[Data supplied]
= = = = =
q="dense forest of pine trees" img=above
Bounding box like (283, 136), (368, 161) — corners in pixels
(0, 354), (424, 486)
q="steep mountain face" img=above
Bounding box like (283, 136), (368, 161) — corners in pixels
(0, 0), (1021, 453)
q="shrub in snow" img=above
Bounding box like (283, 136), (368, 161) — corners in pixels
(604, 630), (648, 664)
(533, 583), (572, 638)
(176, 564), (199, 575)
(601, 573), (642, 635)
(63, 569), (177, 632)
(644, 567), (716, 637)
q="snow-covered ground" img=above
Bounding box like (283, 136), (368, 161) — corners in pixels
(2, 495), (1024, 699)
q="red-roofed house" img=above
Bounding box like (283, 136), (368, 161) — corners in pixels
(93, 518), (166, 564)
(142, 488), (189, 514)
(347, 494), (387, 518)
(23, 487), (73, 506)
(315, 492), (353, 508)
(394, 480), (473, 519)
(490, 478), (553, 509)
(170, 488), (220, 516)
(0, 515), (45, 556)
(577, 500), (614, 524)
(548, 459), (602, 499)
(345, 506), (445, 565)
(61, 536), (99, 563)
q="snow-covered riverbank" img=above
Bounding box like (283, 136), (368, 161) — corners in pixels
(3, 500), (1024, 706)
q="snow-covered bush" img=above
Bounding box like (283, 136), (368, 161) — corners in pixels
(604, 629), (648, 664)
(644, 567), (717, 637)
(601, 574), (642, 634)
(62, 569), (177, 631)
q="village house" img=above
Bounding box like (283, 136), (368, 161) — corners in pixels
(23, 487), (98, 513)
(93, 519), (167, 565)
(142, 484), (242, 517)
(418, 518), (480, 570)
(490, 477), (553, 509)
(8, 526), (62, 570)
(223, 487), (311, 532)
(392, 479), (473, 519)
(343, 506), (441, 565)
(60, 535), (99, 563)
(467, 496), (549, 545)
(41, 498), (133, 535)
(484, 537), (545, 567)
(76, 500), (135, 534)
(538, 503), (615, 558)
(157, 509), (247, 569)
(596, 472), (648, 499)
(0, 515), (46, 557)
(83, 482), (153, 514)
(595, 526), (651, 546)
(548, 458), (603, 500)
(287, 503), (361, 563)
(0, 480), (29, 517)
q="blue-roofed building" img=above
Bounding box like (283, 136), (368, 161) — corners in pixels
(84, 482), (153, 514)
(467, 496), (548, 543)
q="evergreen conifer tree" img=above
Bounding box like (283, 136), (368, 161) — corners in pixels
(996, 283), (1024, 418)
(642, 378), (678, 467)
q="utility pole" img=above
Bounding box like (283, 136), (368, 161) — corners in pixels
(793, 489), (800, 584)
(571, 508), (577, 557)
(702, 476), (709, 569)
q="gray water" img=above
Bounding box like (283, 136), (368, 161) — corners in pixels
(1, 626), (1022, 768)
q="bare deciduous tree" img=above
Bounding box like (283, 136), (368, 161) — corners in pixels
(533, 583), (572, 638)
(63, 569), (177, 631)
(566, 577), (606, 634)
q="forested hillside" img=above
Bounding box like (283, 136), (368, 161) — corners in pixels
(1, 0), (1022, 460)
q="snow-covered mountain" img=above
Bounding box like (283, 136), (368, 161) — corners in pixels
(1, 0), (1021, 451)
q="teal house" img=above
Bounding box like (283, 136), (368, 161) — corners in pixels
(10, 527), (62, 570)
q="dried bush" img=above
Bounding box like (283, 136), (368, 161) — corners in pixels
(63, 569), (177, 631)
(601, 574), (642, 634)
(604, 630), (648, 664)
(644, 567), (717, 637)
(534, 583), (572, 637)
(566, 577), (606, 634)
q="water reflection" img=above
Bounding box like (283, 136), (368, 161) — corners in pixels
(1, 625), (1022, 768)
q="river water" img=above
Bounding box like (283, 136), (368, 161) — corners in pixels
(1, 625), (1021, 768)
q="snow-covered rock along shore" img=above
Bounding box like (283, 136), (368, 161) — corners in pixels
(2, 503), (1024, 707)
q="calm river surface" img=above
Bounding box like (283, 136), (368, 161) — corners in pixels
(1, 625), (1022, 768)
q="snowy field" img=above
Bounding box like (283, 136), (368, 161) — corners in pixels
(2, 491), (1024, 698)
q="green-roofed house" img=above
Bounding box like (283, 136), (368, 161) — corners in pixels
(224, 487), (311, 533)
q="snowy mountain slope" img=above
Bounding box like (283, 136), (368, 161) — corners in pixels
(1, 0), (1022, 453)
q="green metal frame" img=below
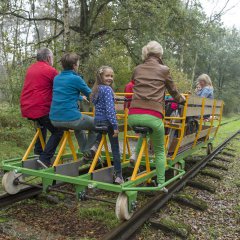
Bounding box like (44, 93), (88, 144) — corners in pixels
(2, 137), (213, 193)
(1, 136), (214, 215)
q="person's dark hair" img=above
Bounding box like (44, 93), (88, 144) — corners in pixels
(61, 53), (79, 70)
(36, 48), (52, 61)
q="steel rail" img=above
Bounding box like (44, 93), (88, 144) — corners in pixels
(0, 164), (92, 209)
(103, 130), (239, 240)
(0, 187), (42, 209)
(220, 117), (240, 126)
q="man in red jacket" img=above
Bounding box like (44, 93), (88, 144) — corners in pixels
(124, 80), (134, 109)
(20, 48), (63, 168)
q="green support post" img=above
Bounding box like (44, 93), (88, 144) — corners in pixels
(125, 191), (138, 213)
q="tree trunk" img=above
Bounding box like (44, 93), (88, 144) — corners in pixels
(63, 0), (70, 51)
(30, 0), (41, 48)
(179, 45), (184, 72)
(190, 51), (198, 89)
(78, 0), (91, 66)
(53, 0), (59, 57)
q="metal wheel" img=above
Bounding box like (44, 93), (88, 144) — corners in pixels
(207, 143), (213, 155)
(115, 193), (133, 221)
(2, 171), (24, 195)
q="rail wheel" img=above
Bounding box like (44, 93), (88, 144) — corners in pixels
(207, 143), (213, 155)
(115, 193), (133, 221)
(2, 171), (24, 195)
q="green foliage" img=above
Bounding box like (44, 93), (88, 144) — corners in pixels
(78, 204), (119, 229)
(166, 59), (191, 92)
(0, 105), (33, 162)
(84, 40), (133, 91)
(0, 0), (239, 113)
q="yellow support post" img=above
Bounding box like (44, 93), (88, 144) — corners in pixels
(67, 131), (77, 161)
(38, 129), (45, 150)
(53, 132), (68, 167)
(205, 100), (216, 142)
(144, 140), (151, 174)
(171, 95), (189, 160)
(135, 172), (148, 180)
(131, 139), (146, 181)
(193, 98), (205, 147)
(165, 135), (169, 154)
(89, 134), (112, 173)
(89, 137), (104, 173)
(164, 117), (185, 120)
(123, 108), (128, 162)
(126, 135), (138, 139)
(126, 138), (131, 158)
(214, 102), (224, 138)
(22, 128), (45, 161)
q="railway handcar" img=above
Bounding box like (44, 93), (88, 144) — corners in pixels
(1, 94), (223, 220)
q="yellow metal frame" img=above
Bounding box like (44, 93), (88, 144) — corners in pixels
(214, 101), (224, 137)
(67, 93), (224, 168)
(122, 107), (139, 162)
(22, 127), (45, 161)
(166, 95), (224, 160)
(204, 100), (216, 142)
(79, 93), (224, 166)
(192, 98), (206, 147)
(88, 133), (112, 173)
(123, 108), (129, 162)
(169, 95), (189, 160)
(115, 93), (138, 162)
(53, 130), (77, 167)
(131, 135), (151, 181)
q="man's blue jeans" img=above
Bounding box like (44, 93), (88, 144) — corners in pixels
(34, 115), (64, 165)
(95, 120), (122, 176)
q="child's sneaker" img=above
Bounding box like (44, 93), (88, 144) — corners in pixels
(37, 159), (50, 169)
(157, 184), (168, 193)
(90, 143), (99, 153)
(115, 176), (124, 184)
(129, 153), (136, 166)
(81, 152), (92, 164)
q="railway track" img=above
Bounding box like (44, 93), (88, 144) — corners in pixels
(0, 165), (91, 209)
(0, 129), (239, 239)
(0, 186), (42, 209)
(104, 130), (240, 240)
(0, 118), (238, 210)
(220, 117), (240, 126)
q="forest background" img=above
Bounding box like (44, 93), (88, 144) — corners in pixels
(0, 0), (240, 114)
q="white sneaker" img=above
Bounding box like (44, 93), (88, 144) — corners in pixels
(37, 159), (48, 169)
(115, 176), (124, 184)
(158, 184), (168, 193)
(90, 143), (99, 153)
(130, 153), (136, 166)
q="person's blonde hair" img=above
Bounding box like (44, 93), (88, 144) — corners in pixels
(197, 74), (213, 88)
(142, 41), (163, 61)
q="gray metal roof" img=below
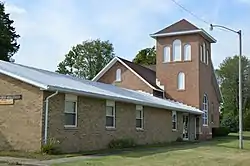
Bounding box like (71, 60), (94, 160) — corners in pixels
(0, 60), (203, 114)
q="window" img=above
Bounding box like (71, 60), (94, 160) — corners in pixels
(116, 69), (121, 82)
(106, 100), (115, 128)
(206, 50), (209, 65)
(173, 39), (182, 61)
(177, 72), (185, 90)
(172, 111), (177, 130)
(64, 94), (77, 127)
(136, 105), (143, 129)
(200, 45), (203, 62)
(203, 43), (206, 64)
(202, 94), (208, 126)
(163, 46), (171, 62)
(184, 44), (191, 61)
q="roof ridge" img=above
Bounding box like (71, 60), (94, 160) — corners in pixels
(116, 56), (156, 73)
(153, 18), (199, 35)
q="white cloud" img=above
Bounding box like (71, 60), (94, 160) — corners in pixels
(5, 3), (26, 14)
(7, 0), (175, 71)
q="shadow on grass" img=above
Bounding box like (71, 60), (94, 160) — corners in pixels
(82, 134), (250, 158)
= = = = =
State the number of lines above that include "sneaker", and nothing further.

2